Stated task: Extract every line below that contains the word "crane", copying each one in full.

Provided material:
========

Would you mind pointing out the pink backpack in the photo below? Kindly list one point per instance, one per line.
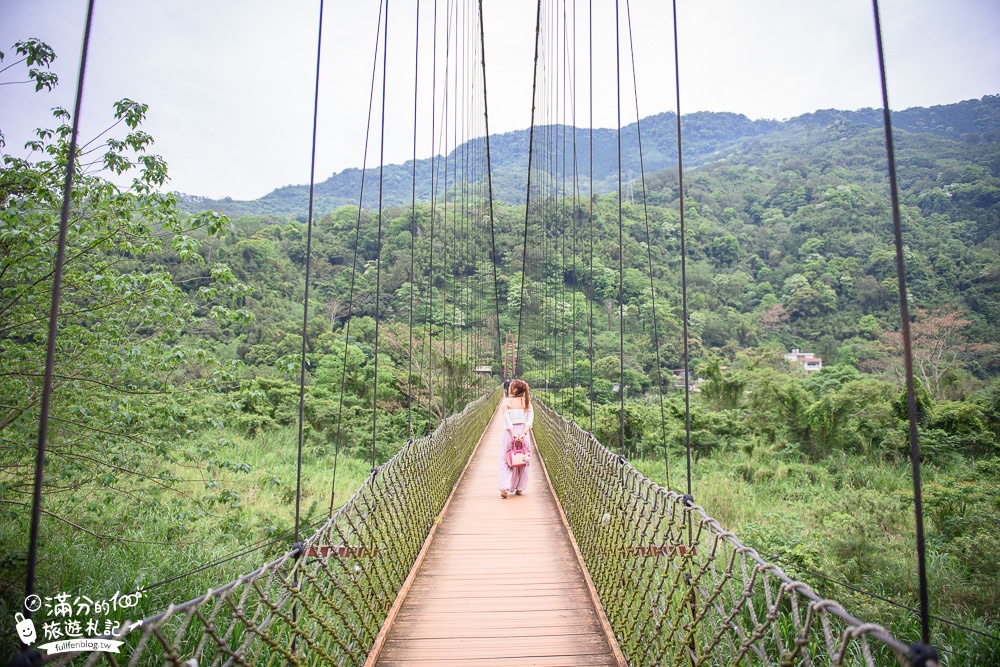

========

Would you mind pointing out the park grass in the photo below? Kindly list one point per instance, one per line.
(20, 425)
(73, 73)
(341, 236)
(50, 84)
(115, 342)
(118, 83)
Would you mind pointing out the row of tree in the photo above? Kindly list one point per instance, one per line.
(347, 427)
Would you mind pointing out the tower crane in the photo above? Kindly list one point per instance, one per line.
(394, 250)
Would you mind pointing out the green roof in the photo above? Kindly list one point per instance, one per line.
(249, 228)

========

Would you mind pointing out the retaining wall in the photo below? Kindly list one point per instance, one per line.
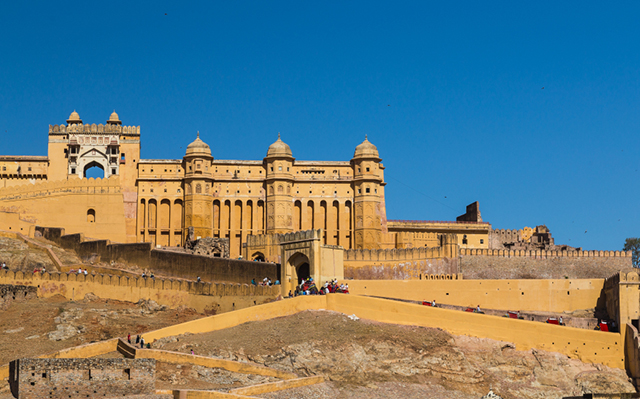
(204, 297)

========

Problem solution:
Would you mind pointing out the tower crane in the photo above? Kindly list one point per instance, one per line.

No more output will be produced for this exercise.